--- INSTRUCTIONS FOR THE TASK ---
In the audition text, how many people are seen at a time in the freestyle round?

What’s the process from application to the stage?
The true audition starts at 1pm, but around noon (or even earlier), people will start lining up to fill out performer applications. We ask that everyone bring portfolio pictures, like headshots, so they can be easily found later throughout the process. People ask if it’s necessary, but I think it makes you look professional, legitimate, and serious about your craft. The headshots don’t have to be on a professional level; it’s just something that represents you that you’ve put a little effort into.
They’re gonna drop off all their information, fill out their application, and they’ll get a number. They’ll be sent into the photographer room, where they’ll have their picture taken. Then they will go from there to the queue line for the actual audition. We’ll see 2–3 people at a time, and they’ll have the ability to go from one platform to the next, so it spans minutes—sometimes less. That’s the freestyle round.
People I want to see go into a second round, the choreography round, get a callback slip. I don’t need to see every kind of performer or every single dancer for the choreography round, and not everyone gets called back for it. Some people think that when they don’t get a callback for the choreography round that they’re out, which isn’t the case. There’s just another technical round that some people will get put into, and others won’t. Not make or break, but this is a part of it.
Some people will get callback slips. They will go into a choreography room, where choreographers will be teaching them their own sequence of dance, so nobody has to come with choreography, rehearsed material, or music. There will be a live DJ playing the entire time. More or less, you just show up as you, and you get put into different rounds.
They learn the choreography, and the teams will come back up in groups of 6–8 and perform. This round is also specific to, but not just pertaining to, kineticFIELD casting. Casting for kineticFIELD at EDC Las Vegas, the stage that travels the world, will be selected from this round.
If I’m already an Insomniac entertainer, do I have to show up and audition?
My answer is always YES. One, it’s good for us to be able to reassess people’s skills every single year. It’s like an update. I would like to be able to see if people improved. It’s a great time to showcase your talent and be seen for reevaluation every year. This also for me is a time where I really see people showing up for their team and their craft; it’s kinda like that quote: “80% of success is showing up.” I really believe that you show up for what you want, and the people that show up are the ones who get the casting. All of the positions for EDC Las Vegas itself will book from this audition.
I would also like to see a lot of different types of entertainers in the freestyle round. First of all, it is dance-based, but more that anything, I’m looking for stage presence. If you’re not particularly a dancer—or let’s say you want to be a mascot, or you’re an aerialist, or you’re any other kind of entertainer—I will see your stage presence when you audition. You don’t necessarily have to be a technical dancer, but show me the charisma or the ability or the energy or whatever it is you’re trying to put forth. You can always specify on your resume or your application what you focus on or what you’re applying for.
If I’m an aerialist, should I audition through the dance round?

--- LISTING ---
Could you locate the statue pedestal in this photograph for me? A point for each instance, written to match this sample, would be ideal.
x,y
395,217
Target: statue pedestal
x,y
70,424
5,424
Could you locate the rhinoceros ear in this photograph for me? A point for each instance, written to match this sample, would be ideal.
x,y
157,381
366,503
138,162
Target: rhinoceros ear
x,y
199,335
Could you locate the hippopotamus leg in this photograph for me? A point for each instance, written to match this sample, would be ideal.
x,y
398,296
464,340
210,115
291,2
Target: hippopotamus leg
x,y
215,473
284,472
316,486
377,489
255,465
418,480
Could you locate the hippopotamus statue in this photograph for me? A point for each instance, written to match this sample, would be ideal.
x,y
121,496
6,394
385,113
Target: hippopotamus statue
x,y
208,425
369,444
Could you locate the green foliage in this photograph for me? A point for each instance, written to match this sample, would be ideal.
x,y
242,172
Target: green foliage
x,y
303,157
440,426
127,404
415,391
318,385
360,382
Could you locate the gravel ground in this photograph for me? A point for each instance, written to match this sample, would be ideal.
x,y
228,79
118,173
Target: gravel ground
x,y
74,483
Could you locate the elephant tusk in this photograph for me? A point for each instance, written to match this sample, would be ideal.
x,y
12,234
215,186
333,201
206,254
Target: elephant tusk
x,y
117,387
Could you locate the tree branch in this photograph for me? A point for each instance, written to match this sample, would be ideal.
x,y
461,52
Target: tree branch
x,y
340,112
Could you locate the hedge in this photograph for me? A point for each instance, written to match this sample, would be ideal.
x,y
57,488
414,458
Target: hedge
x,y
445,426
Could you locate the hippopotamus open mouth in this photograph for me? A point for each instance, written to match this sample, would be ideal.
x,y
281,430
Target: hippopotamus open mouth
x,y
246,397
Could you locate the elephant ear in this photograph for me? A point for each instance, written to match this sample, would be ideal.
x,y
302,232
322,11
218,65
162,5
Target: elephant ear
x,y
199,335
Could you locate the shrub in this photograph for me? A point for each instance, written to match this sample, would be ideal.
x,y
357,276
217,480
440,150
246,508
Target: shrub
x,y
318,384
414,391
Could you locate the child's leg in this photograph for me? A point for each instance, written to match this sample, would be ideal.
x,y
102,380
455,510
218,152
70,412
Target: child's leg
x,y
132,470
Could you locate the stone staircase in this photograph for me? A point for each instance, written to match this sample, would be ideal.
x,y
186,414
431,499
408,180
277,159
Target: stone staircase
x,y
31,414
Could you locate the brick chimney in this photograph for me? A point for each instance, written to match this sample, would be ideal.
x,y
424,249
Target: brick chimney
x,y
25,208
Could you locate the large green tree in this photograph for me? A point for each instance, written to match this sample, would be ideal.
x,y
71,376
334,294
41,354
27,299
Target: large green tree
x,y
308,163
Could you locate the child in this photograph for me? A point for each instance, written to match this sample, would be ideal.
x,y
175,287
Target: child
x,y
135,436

--- FINISHED ANSWER ---
Two to three people at a time.